--- Data records Enclosed Below ---

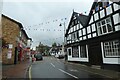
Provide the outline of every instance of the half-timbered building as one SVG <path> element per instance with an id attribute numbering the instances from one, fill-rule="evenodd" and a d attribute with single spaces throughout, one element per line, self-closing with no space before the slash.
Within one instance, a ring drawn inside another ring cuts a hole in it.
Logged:
<path id="1" fill-rule="evenodd" d="M 65 34 L 68 61 L 120 70 L 120 2 L 94 2 L 89 16 L 82 20 L 85 25 L 72 33 L 76 36 L 70 33 L 74 19 L 71 20 Z M 78 25 L 82 25 L 79 20 Z"/>

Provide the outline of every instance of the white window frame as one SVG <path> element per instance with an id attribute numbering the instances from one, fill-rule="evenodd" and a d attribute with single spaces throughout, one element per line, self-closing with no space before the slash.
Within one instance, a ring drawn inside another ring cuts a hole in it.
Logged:
<path id="1" fill-rule="evenodd" d="M 90 26 L 87 27 L 87 33 L 88 34 L 91 33 L 91 27 Z"/>
<path id="2" fill-rule="evenodd" d="M 118 46 L 120 46 L 119 40 L 104 42 L 103 43 L 104 56 L 105 57 L 120 57 L 120 52 L 119 52 L 120 49 Z"/>
<path id="3" fill-rule="evenodd" d="M 120 14 L 116 13 L 113 15 L 114 25 L 120 23 Z"/>
<path id="4" fill-rule="evenodd" d="M 85 45 L 85 47 L 86 47 L 86 57 L 81 57 L 81 45 L 79 46 L 79 56 L 80 56 L 80 58 L 88 58 L 88 47 L 87 47 L 87 45 Z"/>
<path id="5" fill-rule="evenodd" d="M 107 23 L 107 21 L 106 20 L 110 20 L 110 22 L 108 22 Z M 105 21 L 105 24 L 104 25 L 102 25 L 102 21 Z M 100 23 L 100 26 L 98 26 L 98 23 Z M 111 28 L 112 28 L 112 31 L 108 31 L 108 27 L 107 27 L 107 24 L 109 24 L 110 26 L 111 26 Z M 105 29 L 106 29 L 106 32 L 104 33 L 104 31 L 103 31 L 103 27 L 105 26 Z M 100 34 L 100 29 L 102 30 L 102 33 Z M 108 17 L 108 18 L 106 18 L 106 19 L 104 19 L 104 20 L 101 20 L 100 22 L 97 22 L 97 30 L 98 30 L 98 35 L 104 35 L 104 34 L 108 34 L 108 33 L 111 33 L 111 32 L 113 32 L 113 27 L 112 27 L 112 22 L 111 22 L 111 18 L 110 17 Z"/>
<path id="6" fill-rule="evenodd" d="M 95 24 L 92 24 L 91 27 L 92 27 L 92 32 L 96 31 Z"/>
<path id="7" fill-rule="evenodd" d="M 94 14 L 95 21 L 99 19 L 98 12 Z"/>

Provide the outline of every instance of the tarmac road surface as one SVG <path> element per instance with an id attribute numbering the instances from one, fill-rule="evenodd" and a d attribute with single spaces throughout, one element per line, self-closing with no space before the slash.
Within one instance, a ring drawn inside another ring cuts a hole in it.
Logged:
<path id="1" fill-rule="evenodd" d="M 73 64 L 64 63 L 61 59 L 44 57 L 42 61 L 34 62 L 29 69 L 29 78 L 60 78 L 60 79 L 100 79 L 110 80 L 108 77 L 80 69 Z"/>

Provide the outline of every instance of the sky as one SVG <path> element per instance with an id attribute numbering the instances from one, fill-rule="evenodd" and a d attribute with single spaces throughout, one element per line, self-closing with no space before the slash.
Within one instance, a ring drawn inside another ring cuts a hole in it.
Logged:
<path id="1" fill-rule="evenodd" d="M 92 3 L 93 0 L 4 0 L 2 13 L 23 25 L 33 40 L 32 47 L 39 42 L 50 46 L 53 42 L 62 44 L 63 23 L 67 28 L 73 10 L 88 15 Z"/>

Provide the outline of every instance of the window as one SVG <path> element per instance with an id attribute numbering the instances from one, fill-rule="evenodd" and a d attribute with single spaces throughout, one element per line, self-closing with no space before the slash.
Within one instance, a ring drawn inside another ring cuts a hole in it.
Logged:
<path id="1" fill-rule="evenodd" d="M 120 5 L 116 3 L 114 3 L 113 6 L 114 6 L 114 11 L 117 11 L 118 9 L 120 9 Z"/>
<path id="2" fill-rule="evenodd" d="M 96 33 L 93 33 L 93 37 L 96 37 L 97 35 L 96 35 Z"/>
<path id="3" fill-rule="evenodd" d="M 89 24 L 91 24 L 93 22 L 93 16 L 91 16 L 91 19 L 90 19 L 90 23 Z"/>
<path id="4" fill-rule="evenodd" d="M 68 49 L 68 55 L 71 56 L 71 49 Z"/>
<path id="5" fill-rule="evenodd" d="M 83 36 L 83 39 L 85 40 L 85 39 L 86 39 L 86 36 Z"/>
<path id="6" fill-rule="evenodd" d="M 119 13 L 113 15 L 113 20 L 114 20 L 114 24 L 120 23 L 120 15 L 119 15 Z"/>
<path id="7" fill-rule="evenodd" d="M 80 57 L 81 58 L 87 58 L 87 52 L 86 52 L 86 46 L 80 46 Z"/>
<path id="8" fill-rule="evenodd" d="M 107 13 L 107 15 L 109 15 L 109 14 L 112 13 L 112 7 L 111 7 L 111 5 L 106 8 L 106 13 Z"/>
<path id="9" fill-rule="evenodd" d="M 76 26 L 74 26 L 74 31 L 76 31 Z"/>
<path id="10" fill-rule="evenodd" d="M 91 34 L 88 35 L 88 38 L 91 38 Z"/>
<path id="11" fill-rule="evenodd" d="M 82 40 L 82 37 L 80 37 L 80 40 Z"/>
<path id="12" fill-rule="evenodd" d="M 79 25 L 80 25 L 80 28 L 83 28 L 83 26 L 81 24 L 79 24 Z"/>
<path id="13" fill-rule="evenodd" d="M 118 31 L 118 30 L 120 30 L 120 25 L 115 26 L 115 31 Z"/>
<path id="14" fill-rule="evenodd" d="M 85 28 L 83 28 L 83 35 L 86 35 L 86 30 L 85 30 Z"/>
<path id="15" fill-rule="evenodd" d="M 72 48 L 72 57 L 79 57 L 79 49 L 78 46 L 74 46 Z"/>
<path id="16" fill-rule="evenodd" d="M 81 32 L 81 30 L 79 30 L 79 37 L 80 37 L 80 36 L 82 36 L 82 32 Z"/>
<path id="17" fill-rule="evenodd" d="M 105 11 L 104 9 L 100 11 L 100 18 L 103 18 L 105 16 Z"/>
<path id="18" fill-rule="evenodd" d="M 77 24 L 77 30 L 79 29 L 79 25 Z"/>
<path id="19" fill-rule="evenodd" d="M 96 31 L 95 24 L 92 25 L 92 32 Z"/>
<path id="20" fill-rule="evenodd" d="M 106 34 L 113 31 L 111 19 L 107 18 L 97 23 L 98 34 Z"/>
<path id="21" fill-rule="evenodd" d="M 98 13 L 94 14 L 94 17 L 95 17 L 95 21 L 99 19 L 98 17 Z"/>
<path id="22" fill-rule="evenodd" d="M 104 55 L 105 57 L 120 57 L 120 41 L 104 42 Z"/>
<path id="23" fill-rule="evenodd" d="M 87 33 L 91 33 L 91 29 L 90 29 L 90 26 L 87 27 Z"/>
<path id="24" fill-rule="evenodd" d="M 75 24 L 77 24 L 78 23 L 78 21 L 77 20 L 75 20 Z"/>

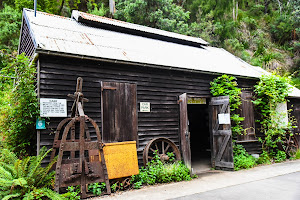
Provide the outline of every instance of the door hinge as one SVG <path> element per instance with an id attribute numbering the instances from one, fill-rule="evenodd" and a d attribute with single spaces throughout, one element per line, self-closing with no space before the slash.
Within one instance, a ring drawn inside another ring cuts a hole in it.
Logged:
<path id="1" fill-rule="evenodd" d="M 101 88 L 101 91 L 103 91 L 103 90 L 116 90 L 116 89 L 117 89 L 116 87 L 103 86 Z"/>

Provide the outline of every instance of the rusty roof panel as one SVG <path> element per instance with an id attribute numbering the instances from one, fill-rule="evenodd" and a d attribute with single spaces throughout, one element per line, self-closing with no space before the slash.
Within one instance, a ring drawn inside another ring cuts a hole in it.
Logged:
<path id="1" fill-rule="evenodd" d="M 173 33 L 173 32 L 164 31 L 164 30 L 159 30 L 159 29 L 155 29 L 155 28 L 151 28 L 151 27 L 147 27 L 147 26 L 141 26 L 138 24 L 132 24 L 132 23 L 116 20 L 116 19 L 107 18 L 107 17 L 92 15 L 89 13 L 80 12 L 78 10 L 73 10 L 71 18 L 74 18 L 77 21 L 80 21 L 80 18 L 82 18 L 82 19 L 85 19 L 88 21 L 97 22 L 99 24 L 108 24 L 108 25 L 112 25 L 115 27 L 126 28 L 127 30 L 141 31 L 144 33 L 151 33 L 151 34 L 155 34 L 155 35 L 159 35 L 159 36 L 163 36 L 163 37 L 180 39 L 183 41 L 197 43 L 199 45 L 208 45 L 209 44 L 208 42 L 204 41 L 201 38 L 191 37 L 191 36 L 182 35 L 182 34 Z"/>

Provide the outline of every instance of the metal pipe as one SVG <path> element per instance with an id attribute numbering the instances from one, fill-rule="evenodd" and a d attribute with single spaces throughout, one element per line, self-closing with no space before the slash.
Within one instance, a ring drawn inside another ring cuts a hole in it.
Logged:
<path id="1" fill-rule="evenodd" d="M 37 4 L 37 0 L 34 0 L 34 16 L 36 17 L 36 4 Z"/>

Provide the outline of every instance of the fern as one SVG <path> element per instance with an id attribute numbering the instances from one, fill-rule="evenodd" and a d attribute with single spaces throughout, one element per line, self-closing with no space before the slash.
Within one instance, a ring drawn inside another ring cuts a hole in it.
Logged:
<path id="1" fill-rule="evenodd" d="M 19 197 L 19 196 L 21 196 L 20 193 L 10 194 L 10 195 L 6 195 L 2 200 L 13 199 L 13 198 Z"/>
<path id="2" fill-rule="evenodd" d="M 55 172 L 50 172 L 56 159 L 46 167 L 42 160 L 51 150 L 42 148 L 38 156 L 18 159 L 6 149 L 0 152 L 0 199 L 55 199 L 64 197 L 51 190 Z M 43 198 L 42 198 L 43 197 Z"/>

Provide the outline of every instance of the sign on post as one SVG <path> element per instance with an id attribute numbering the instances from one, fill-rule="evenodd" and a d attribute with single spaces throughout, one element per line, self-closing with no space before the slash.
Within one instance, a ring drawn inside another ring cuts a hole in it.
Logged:
<path id="1" fill-rule="evenodd" d="M 41 98 L 40 116 L 41 117 L 67 117 L 67 100 Z"/>

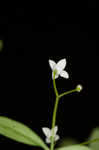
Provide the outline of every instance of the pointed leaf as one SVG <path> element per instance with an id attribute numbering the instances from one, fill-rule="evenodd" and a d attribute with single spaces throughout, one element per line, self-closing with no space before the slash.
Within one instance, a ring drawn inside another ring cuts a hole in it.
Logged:
<path id="1" fill-rule="evenodd" d="M 90 149 L 86 146 L 72 145 L 72 146 L 57 148 L 56 150 L 93 150 L 93 149 Z"/>
<path id="2" fill-rule="evenodd" d="M 0 116 L 0 134 L 15 141 L 32 146 L 40 146 L 48 150 L 41 138 L 26 125 Z"/>

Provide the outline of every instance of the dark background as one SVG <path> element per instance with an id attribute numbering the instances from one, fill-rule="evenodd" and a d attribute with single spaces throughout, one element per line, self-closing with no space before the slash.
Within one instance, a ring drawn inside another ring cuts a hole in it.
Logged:
<path id="1" fill-rule="evenodd" d="M 70 78 L 56 80 L 59 92 L 77 84 L 83 91 L 61 99 L 58 133 L 86 140 L 99 126 L 95 1 L 11 6 L 0 9 L 0 115 L 23 122 L 44 139 L 41 128 L 51 127 L 55 101 L 48 60 L 66 58 Z M 3 136 L 1 147 L 33 149 Z"/>

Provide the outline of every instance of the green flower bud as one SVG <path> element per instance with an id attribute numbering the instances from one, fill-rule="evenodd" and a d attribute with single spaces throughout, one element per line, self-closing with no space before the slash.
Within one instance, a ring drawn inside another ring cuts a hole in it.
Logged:
<path id="1" fill-rule="evenodd" d="M 83 89 L 82 85 L 77 85 L 76 90 L 77 92 L 80 92 Z"/>

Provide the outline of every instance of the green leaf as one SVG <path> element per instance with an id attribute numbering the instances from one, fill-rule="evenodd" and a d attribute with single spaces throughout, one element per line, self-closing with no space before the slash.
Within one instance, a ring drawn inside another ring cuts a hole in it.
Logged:
<path id="1" fill-rule="evenodd" d="M 95 128 L 89 137 L 89 140 L 94 140 L 94 139 L 99 140 L 99 128 Z M 98 140 L 94 143 L 90 143 L 89 147 L 91 147 L 93 150 L 99 150 L 99 141 Z"/>
<path id="2" fill-rule="evenodd" d="M 93 150 L 93 149 L 90 149 L 86 146 L 73 145 L 73 146 L 57 148 L 56 150 Z"/>
<path id="3" fill-rule="evenodd" d="M 31 146 L 40 146 L 48 150 L 48 147 L 34 131 L 7 117 L 0 116 L 0 134 L 15 141 Z"/>

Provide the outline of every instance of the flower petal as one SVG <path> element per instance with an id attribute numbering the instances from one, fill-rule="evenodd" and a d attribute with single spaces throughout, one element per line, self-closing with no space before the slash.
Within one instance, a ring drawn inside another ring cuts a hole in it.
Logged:
<path id="1" fill-rule="evenodd" d="M 57 131 L 58 131 L 58 126 L 55 126 L 55 128 L 54 128 L 55 135 L 56 135 Z"/>
<path id="2" fill-rule="evenodd" d="M 51 136 L 51 130 L 49 128 L 44 127 L 44 128 L 42 128 L 42 131 L 43 131 L 43 133 L 45 134 L 45 136 L 47 138 L 50 138 L 50 136 Z"/>
<path id="3" fill-rule="evenodd" d="M 57 140 L 59 140 L 59 139 L 60 139 L 59 135 L 56 135 L 56 136 L 55 136 L 55 141 L 57 141 Z"/>
<path id="4" fill-rule="evenodd" d="M 66 59 L 61 59 L 55 66 L 55 69 L 58 71 L 58 73 L 60 74 L 60 72 L 65 68 L 66 66 Z"/>
<path id="5" fill-rule="evenodd" d="M 56 66 L 56 63 L 53 60 L 49 60 L 49 65 L 50 65 L 51 69 L 53 70 L 54 67 Z"/>
<path id="6" fill-rule="evenodd" d="M 46 139 L 45 139 L 45 142 L 48 143 L 48 144 L 51 143 L 50 138 L 46 138 Z"/>
<path id="7" fill-rule="evenodd" d="M 64 70 L 61 71 L 60 76 L 63 77 L 63 78 L 66 78 L 66 79 L 69 78 L 69 74 Z"/>

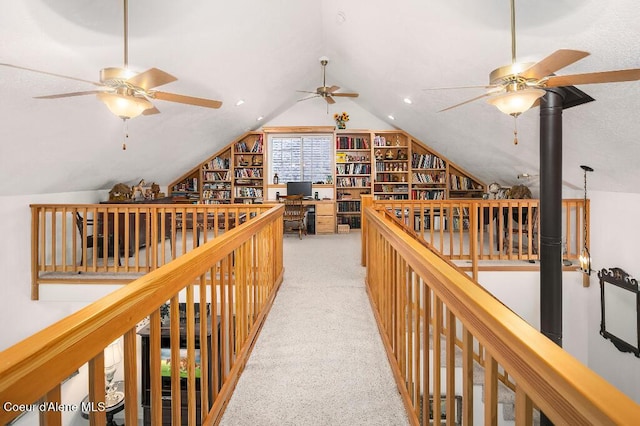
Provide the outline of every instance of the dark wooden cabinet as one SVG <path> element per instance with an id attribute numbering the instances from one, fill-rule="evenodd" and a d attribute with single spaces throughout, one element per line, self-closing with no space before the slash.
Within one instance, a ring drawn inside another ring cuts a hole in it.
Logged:
<path id="1" fill-rule="evenodd" d="M 173 204 L 173 198 L 159 198 L 156 200 L 141 200 L 141 201 L 104 201 L 100 204 Z M 136 248 L 143 248 L 150 244 L 149 238 L 151 238 L 151 220 L 149 217 L 149 213 L 140 212 L 136 213 L 128 213 L 129 215 L 129 226 L 125 227 L 125 215 L 127 213 L 118 213 L 118 227 L 116 229 L 115 216 L 114 213 L 98 213 L 97 220 L 97 232 L 100 234 L 105 234 L 105 226 L 104 220 L 106 216 L 106 235 L 109 236 L 109 244 L 112 244 L 112 241 L 117 237 L 118 245 L 120 247 L 120 255 L 125 257 L 131 257 L 134 255 Z M 171 228 L 167 224 L 165 226 L 164 233 L 162 232 L 162 223 L 161 218 L 158 217 L 156 221 L 158 223 L 158 232 L 156 235 L 158 236 L 158 241 L 162 241 L 162 239 L 170 238 L 171 236 Z M 137 233 L 137 240 L 136 240 Z M 125 236 L 128 235 L 129 244 L 128 247 L 125 247 Z M 109 246 L 109 253 L 113 253 L 113 249 Z"/>
<path id="2" fill-rule="evenodd" d="M 207 332 L 207 347 L 208 353 L 211 354 L 211 322 L 208 321 L 208 332 Z M 195 330 L 200 329 L 200 324 L 196 322 Z M 150 356 L 150 341 L 149 341 L 149 326 L 145 326 L 138 334 L 142 337 L 142 347 L 141 347 L 141 364 L 142 364 L 142 389 L 141 389 L 141 403 L 143 409 L 143 420 L 144 425 L 151 425 L 151 372 L 149 368 L 149 356 Z M 162 326 L 161 328 L 161 337 L 160 337 L 160 347 L 161 351 L 169 352 L 171 348 L 171 339 L 170 339 L 170 329 L 168 326 Z M 186 352 L 187 347 L 187 333 L 186 333 L 186 324 L 181 321 L 180 326 L 180 348 L 184 349 Z M 196 357 L 200 352 L 201 342 L 199 338 L 199 332 L 196 332 L 195 335 L 195 348 L 196 348 Z M 164 358 L 164 357 L 163 357 Z M 166 359 L 166 358 L 165 358 Z M 213 389 L 212 387 L 212 374 L 211 374 L 211 357 L 208 360 L 200 359 L 200 362 L 207 362 L 209 371 L 209 377 L 199 377 L 196 379 L 196 421 L 197 424 L 200 424 L 200 384 L 203 379 L 209 381 L 209 389 Z M 210 395 L 211 399 L 211 395 Z M 181 379 L 181 403 L 182 403 L 182 424 L 187 424 L 187 379 Z M 211 406 L 213 401 L 209 401 L 209 405 Z M 206 409 L 208 409 L 207 407 Z M 171 425 L 171 377 L 170 376 L 162 376 L 162 424 L 163 425 Z"/>

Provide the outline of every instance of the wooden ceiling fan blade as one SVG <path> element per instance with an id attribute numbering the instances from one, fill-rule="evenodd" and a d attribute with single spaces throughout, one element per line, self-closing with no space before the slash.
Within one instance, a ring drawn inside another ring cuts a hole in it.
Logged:
<path id="1" fill-rule="evenodd" d="M 336 100 L 333 99 L 333 97 L 331 97 L 331 96 L 325 96 L 324 100 L 327 101 L 328 104 L 335 104 L 336 103 Z"/>
<path id="2" fill-rule="evenodd" d="M 332 93 L 331 96 L 342 96 L 344 98 L 357 98 L 359 93 Z"/>
<path id="3" fill-rule="evenodd" d="M 551 55 L 533 64 L 519 74 L 524 78 L 535 78 L 539 80 L 587 56 L 589 56 L 589 52 L 583 52 L 581 50 L 556 50 Z"/>
<path id="4" fill-rule="evenodd" d="M 484 93 L 484 94 L 482 94 L 482 95 L 480 95 L 480 96 L 476 96 L 475 98 L 467 99 L 467 100 L 466 100 L 466 101 L 464 101 L 464 102 L 460 102 L 459 104 L 455 104 L 455 105 L 452 105 L 452 106 L 447 107 L 447 108 L 445 108 L 445 109 L 441 109 L 441 110 L 440 110 L 440 111 L 438 111 L 438 112 L 449 111 L 450 109 L 458 108 L 459 106 L 462 106 L 462 105 L 465 105 L 465 104 L 468 104 L 468 103 L 471 103 L 471 102 L 477 101 L 478 99 L 486 98 L 487 96 L 494 95 L 495 93 L 496 93 L 496 92 Z"/>
<path id="5" fill-rule="evenodd" d="M 327 93 L 333 93 L 338 89 L 340 89 L 340 86 L 331 86 L 327 89 Z"/>
<path id="6" fill-rule="evenodd" d="M 60 93 L 57 95 L 46 95 L 46 96 L 34 96 L 34 99 L 59 99 L 59 98 L 70 98 L 73 96 L 84 96 L 84 95 L 95 95 L 97 93 L 103 93 L 104 90 L 86 90 L 84 92 L 70 92 L 70 93 Z"/>
<path id="7" fill-rule="evenodd" d="M 181 104 L 201 106 L 205 108 L 220 108 L 222 102 L 213 99 L 196 98 L 193 96 L 178 95 L 176 93 L 153 92 L 150 94 L 153 98 L 162 101 L 178 102 Z"/>
<path id="8" fill-rule="evenodd" d="M 167 72 L 159 70 L 158 68 L 150 68 L 140 74 L 134 75 L 128 79 L 127 82 L 134 86 L 141 87 L 144 90 L 149 90 L 176 80 L 176 77 Z"/>
<path id="9" fill-rule="evenodd" d="M 9 68 L 16 68 L 16 69 L 25 70 L 25 71 L 31 71 L 31 72 L 35 72 L 35 73 L 38 73 L 38 74 L 51 75 L 53 77 L 66 78 L 67 80 L 82 81 L 83 83 L 93 84 L 94 86 L 102 86 L 102 83 L 98 83 L 98 82 L 95 82 L 95 81 L 83 80 L 81 78 L 70 77 L 68 75 L 62 75 L 62 74 L 56 74 L 54 72 L 49 72 L 49 71 L 41 71 L 41 70 L 36 70 L 36 69 L 33 69 L 33 68 L 21 67 L 19 65 L 11 65 L 11 64 L 0 63 L 0 66 L 9 67 Z"/>
<path id="10" fill-rule="evenodd" d="M 585 74 L 551 76 L 544 82 L 546 87 L 575 86 L 580 84 L 618 83 L 640 80 L 640 69 L 590 72 Z"/>
<path id="11" fill-rule="evenodd" d="M 155 106 L 153 108 L 148 108 L 142 111 L 142 115 L 153 115 L 153 114 L 160 114 L 160 110 Z"/>

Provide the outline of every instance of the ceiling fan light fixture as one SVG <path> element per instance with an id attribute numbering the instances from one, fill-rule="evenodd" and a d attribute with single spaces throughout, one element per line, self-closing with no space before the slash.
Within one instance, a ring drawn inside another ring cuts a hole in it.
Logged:
<path id="1" fill-rule="evenodd" d="M 126 120 L 135 118 L 144 110 L 153 108 L 153 104 L 145 98 L 137 96 L 120 95 L 117 93 L 98 93 L 96 95 L 113 114 Z"/>
<path id="2" fill-rule="evenodd" d="M 518 116 L 531 108 L 544 94 L 542 89 L 527 88 L 491 96 L 487 102 L 505 114 Z"/>

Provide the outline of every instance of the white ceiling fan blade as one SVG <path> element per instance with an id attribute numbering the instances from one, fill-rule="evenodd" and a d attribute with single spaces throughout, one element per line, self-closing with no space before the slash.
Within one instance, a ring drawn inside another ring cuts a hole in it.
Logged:
<path id="1" fill-rule="evenodd" d="M 11 64 L 0 63 L 0 66 L 9 67 L 9 68 L 16 68 L 16 69 L 19 69 L 19 70 L 26 70 L 26 71 L 36 72 L 38 74 L 51 75 L 53 77 L 66 78 L 68 80 L 82 81 L 83 83 L 93 84 L 94 86 L 102 86 L 102 83 L 97 83 L 95 81 L 83 80 L 81 78 L 70 77 L 68 75 L 62 75 L 62 74 L 56 74 L 54 72 L 41 71 L 41 70 L 36 70 L 36 69 L 33 69 L 33 68 L 21 67 L 19 65 L 11 65 Z"/>
<path id="2" fill-rule="evenodd" d="M 34 99 L 59 99 L 59 98 L 70 98 L 73 96 L 84 96 L 84 95 L 95 95 L 97 93 L 103 93 L 104 90 L 86 90 L 84 92 L 70 92 L 70 93 L 60 93 L 56 95 L 46 95 L 46 96 L 34 96 Z"/>
<path id="3" fill-rule="evenodd" d="M 496 89 L 501 87 L 499 84 L 489 84 L 484 86 L 451 86 L 451 87 L 429 87 L 422 90 L 452 90 L 452 89 Z"/>
<path id="4" fill-rule="evenodd" d="M 459 107 L 459 106 L 462 106 L 462 105 L 465 105 L 465 104 L 471 103 L 471 102 L 473 102 L 473 101 L 477 101 L 478 99 L 486 98 L 487 96 L 491 96 L 491 95 L 495 95 L 495 94 L 496 94 L 496 92 L 483 93 L 483 94 L 482 94 L 482 95 L 480 95 L 480 96 L 476 96 L 475 98 L 468 99 L 468 100 L 466 100 L 466 101 L 464 101 L 464 102 L 460 102 L 459 104 L 455 104 L 455 105 L 452 105 L 452 106 L 450 106 L 450 107 L 448 107 L 448 108 L 441 109 L 441 110 L 440 110 L 440 111 L 438 111 L 438 112 L 449 111 L 450 109 L 454 109 L 454 108 L 457 108 L 457 107 Z"/>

--- End of Enclosed Data records ---

• [Exercise aim]
What is needed is every line from the data above that includes the string "flower", copied out.

• [Answer space]
Provide the outline of every instance of the green flower bud as one SVG <path> element per instance with an id attribute numbering the instances from one, fill-rule="evenodd" and a d attribute with single spaces throughout, one element per line, self-closing with no space before the slash.
Provide the outline of every instance of the flower petal as one SVG <path> element per instance with an id attribute numbering the instances from one, fill-rule="evenodd" and a d attribute with single spaces throughout, one element per line, self-closing with no space before the slash.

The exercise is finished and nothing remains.